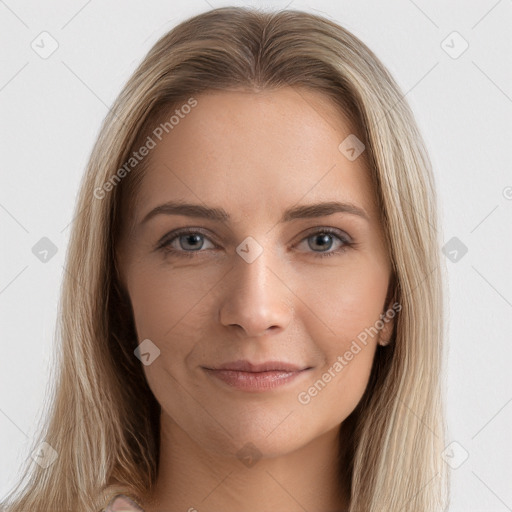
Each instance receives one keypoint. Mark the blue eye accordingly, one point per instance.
(186, 242)
(189, 242)
(323, 240)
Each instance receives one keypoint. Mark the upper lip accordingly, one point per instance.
(243, 365)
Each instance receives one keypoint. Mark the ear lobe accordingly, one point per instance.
(387, 318)
(386, 332)
(122, 503)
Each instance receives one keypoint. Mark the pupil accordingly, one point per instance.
(193, 239)
(324, 241)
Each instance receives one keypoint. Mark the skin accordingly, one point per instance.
(255, 154)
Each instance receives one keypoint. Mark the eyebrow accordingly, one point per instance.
(219, 214)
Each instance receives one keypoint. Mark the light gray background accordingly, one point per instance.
(51, 110)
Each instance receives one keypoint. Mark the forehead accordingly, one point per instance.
(256, 153)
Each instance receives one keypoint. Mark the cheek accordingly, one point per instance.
(166, 300)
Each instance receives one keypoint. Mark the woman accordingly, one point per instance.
(252, 315)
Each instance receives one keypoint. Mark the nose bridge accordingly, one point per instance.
(256, 299)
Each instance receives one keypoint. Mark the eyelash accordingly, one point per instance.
(164, 245)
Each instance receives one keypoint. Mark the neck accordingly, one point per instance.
(192, 478)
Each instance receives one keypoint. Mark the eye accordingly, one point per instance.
(185, 242)
(321, 241)
(189, 242)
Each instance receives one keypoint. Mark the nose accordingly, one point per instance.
(256, 301)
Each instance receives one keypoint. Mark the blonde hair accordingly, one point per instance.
(103, 419)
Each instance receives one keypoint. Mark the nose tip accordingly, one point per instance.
(255, 300)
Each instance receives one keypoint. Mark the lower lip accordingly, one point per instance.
(255, 381)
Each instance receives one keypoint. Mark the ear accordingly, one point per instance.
(388, 316)
(122, 503)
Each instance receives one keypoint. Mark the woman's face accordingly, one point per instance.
(257, 278)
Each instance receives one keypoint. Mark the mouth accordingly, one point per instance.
(246, 376)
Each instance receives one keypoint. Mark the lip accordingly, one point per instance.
(242, 365)
(246, 376)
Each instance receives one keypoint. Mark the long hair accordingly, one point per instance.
(103, 420)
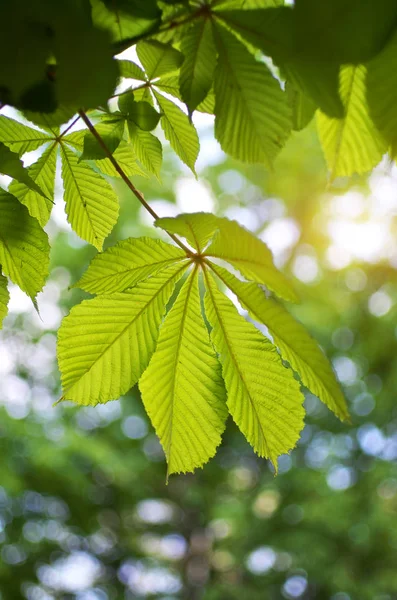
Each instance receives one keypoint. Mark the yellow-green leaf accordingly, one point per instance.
(105, 344)
(21, 138)
(127, 263)
(4, 298)
(158, 58)
(250, 256)
(24, 247)
(148, 149)
(351, 144)
(263, 396)
(197, 228)
(295, 343)
(91, 203)
(253, 119)
(178, 130)
(41, 172)
(197, 70)
(182, 389)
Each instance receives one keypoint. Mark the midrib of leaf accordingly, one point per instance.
(241, 90)
(144, 308)
(175, 376)
(235, 361)
(343, 124)
(83, 202)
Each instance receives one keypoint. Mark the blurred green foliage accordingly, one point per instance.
(85, 510)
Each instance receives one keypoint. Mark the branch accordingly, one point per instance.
(126, 179)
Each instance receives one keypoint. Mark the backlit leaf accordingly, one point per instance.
(182, 389)
(263, 397)
(295, 343)
(24, 247)
(105, 344)
(91, 203)
(127, 263)
(352, 144)
(41, 172)
(178, 130)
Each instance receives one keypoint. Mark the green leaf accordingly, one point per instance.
(126, 159)
(352, 144)
(111, 131)
(125, 29)
(4, 298)
(127, 263)
(41, 172)
(197, 228)
(263, 397)
(131, 70)
(141, 113)
(158, 58)
(246, 126)
(295, 344)
(197, 70)
(273, 31)
(182, 389)
(170, 85)
(381, 85)
(105, 344)
(147, 148)
(178, 130)
(91, 203)
(345, 32)
(21, 138)
(250, 256)
(11, 165)
(302, 106)
(24, 247)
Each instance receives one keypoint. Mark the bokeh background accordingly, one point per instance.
(85, 511)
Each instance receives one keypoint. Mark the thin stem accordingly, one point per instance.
(68, 128)
(126, 179)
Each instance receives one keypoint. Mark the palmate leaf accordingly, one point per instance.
(4, 298)
(351, 144)
(111, 131)
(295, 343)
(247, 127)
(178, 130)
(140, 113)
(127, 263)
(105, 344)
(41, 172)
(158, 58)
(182, 389)
(231, 243)
(147, 148)
(11, 165)
(91, 203)
(21, 138)
(197, 228)
(381, 92)
(24, 247)
(125, 158)
(197, 70)
(262, 395)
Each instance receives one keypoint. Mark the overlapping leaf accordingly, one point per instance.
(24, 247)
(4, 298)
(113, 337)
(262, 395)
(127, 263)
(91, 203)
(247, 127)
(182, 389)
(351, 144)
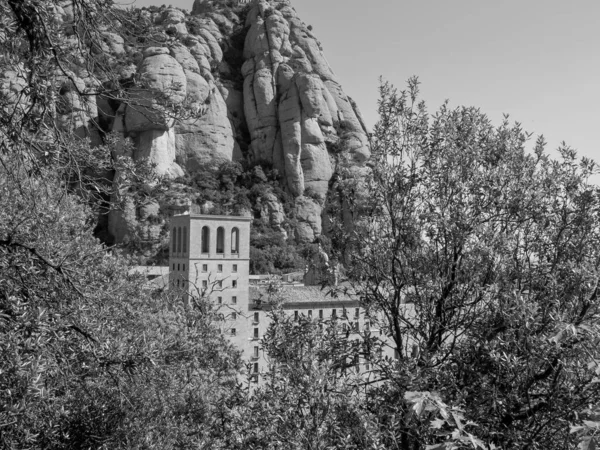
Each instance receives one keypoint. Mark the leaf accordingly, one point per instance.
(437, 424)
(588, 443)
(457, 418)
(591, 424)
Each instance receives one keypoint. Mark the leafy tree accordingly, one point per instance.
(483, 259)
(91, 358)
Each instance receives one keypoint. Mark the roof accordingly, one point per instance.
(149, 271)
(305, 297)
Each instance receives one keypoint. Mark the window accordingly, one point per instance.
(179, 240)
(205, 239)
(220, 240)
(235, 241)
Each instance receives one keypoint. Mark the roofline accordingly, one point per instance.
(214, 216)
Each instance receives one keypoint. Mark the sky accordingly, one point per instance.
(536, 60)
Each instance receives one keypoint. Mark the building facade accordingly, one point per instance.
(210, 257)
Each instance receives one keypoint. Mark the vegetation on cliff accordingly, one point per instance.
(481, 257)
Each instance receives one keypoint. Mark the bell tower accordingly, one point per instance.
(209, 257)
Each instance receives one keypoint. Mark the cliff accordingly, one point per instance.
(251, 87)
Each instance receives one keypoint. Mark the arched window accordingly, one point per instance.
(235, 240)
(179, 240)
(220, 240)
(205, 239)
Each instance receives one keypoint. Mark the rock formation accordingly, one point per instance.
(248, 81)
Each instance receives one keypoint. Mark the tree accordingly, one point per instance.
(91, 357)
(483, 258)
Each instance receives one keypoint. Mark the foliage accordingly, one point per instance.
(483, 260)
(90, 358)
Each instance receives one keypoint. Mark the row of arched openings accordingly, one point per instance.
(179, 240)
(235, 240)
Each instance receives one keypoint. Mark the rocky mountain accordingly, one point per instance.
(252, 86)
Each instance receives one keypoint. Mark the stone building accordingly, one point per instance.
(210, 256)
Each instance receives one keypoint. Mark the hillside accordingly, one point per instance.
(236, 108)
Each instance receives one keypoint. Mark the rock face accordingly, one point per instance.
(249, 83)
(294, 105)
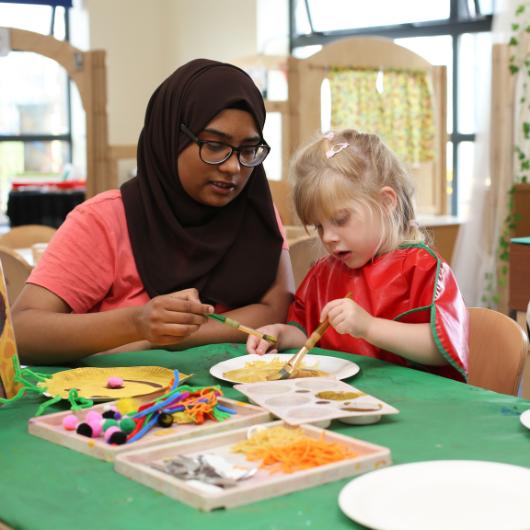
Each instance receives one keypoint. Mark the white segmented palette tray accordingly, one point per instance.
(296, 401)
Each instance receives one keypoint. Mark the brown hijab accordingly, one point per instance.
(230, 254)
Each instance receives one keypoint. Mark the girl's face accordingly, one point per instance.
(218, 185)
(352, 235)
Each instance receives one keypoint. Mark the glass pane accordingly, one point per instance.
(302, 26)
(31, 17)
(273, 135)
(436, 50)
(466, 160)
(30, 162)
(331, 15)
(473, 68)
(32, 95)
(303, 52)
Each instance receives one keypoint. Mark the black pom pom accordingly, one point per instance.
(84, 429)
(118, 438)
(165, 419)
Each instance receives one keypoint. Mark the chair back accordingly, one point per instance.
(16, 272)
(26, 235)
(304, 252)
(497, 351)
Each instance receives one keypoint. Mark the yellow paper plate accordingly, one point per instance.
(91, 383)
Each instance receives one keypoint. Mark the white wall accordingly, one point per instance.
(146, 41)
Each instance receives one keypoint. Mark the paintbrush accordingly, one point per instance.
(292, 364)
(245, 329)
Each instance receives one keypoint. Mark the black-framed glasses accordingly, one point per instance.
(215, 153)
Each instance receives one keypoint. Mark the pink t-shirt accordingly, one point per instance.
(89, 262)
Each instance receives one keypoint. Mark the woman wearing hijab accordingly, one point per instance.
(194, 232)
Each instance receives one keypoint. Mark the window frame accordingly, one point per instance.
(460, 21)
(67, 136)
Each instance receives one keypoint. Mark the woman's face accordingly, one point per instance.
(218, 185)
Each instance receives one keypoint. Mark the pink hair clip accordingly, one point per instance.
(336, 148)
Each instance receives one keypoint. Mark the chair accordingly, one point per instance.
(497, 351)
(16, 271)
(304, 252)
(26, 235)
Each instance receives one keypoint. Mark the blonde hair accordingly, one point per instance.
(348, 166)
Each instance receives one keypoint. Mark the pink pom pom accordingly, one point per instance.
(93, 415)
(114, 382)
(97, 426)
(109, 432)
(70, 422)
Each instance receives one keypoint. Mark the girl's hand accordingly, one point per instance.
(261, 346)
(168, 319)
(346, 316)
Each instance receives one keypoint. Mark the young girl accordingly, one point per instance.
(405, 305)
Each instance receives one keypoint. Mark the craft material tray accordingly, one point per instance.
(262, 485)
(51, 428)
(298, 401)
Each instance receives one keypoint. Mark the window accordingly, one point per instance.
(448, 32)
(35, 118)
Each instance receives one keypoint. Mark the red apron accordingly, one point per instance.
(411, 284)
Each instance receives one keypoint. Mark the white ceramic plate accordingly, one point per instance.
(339, 368)
(441, 495)
(525, 418)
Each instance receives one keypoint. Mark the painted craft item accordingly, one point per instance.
(105, 384)
(9, 363)
(128, 421)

**Instructions to follow**
Give back exactly the lines beginning at the one with "Each instance receives one keypoint. Mark the girl's hand" and ending at the final line of the material; both boundary lines belong in it.

**Right answer**
Each instance receives one keypoint. Mark the girl's hand accordingly, one point per instance.
(261, 346)
(168, 319)
(346, 316)
Each instance receives one keypoint. Mark the young girl accordingly, one point per instance.
(405, 305)
Each instance receives one keypoint. Mark the craft material tray accordingly, one point per instance.
(262, 485)
(51, 428)
(298, 401)
Each instance receives one keypoint. Mark the window accordingly, one point per instance.
(448, 32)
(35, 118)
Each instance receives one keypoint. Mark the red apron accordingly, one point per instance.
(411, 284)
Each instance receives one keypoint. Mark the white ceramic plate accordingly, one point per instance.
(339, 368)
(441, 495)
(525, 418)
Each instance receives one keypoint. Mark the painted craft item accordingly, one point per instance.
(105, 384)
(9, 363)
(128, 421)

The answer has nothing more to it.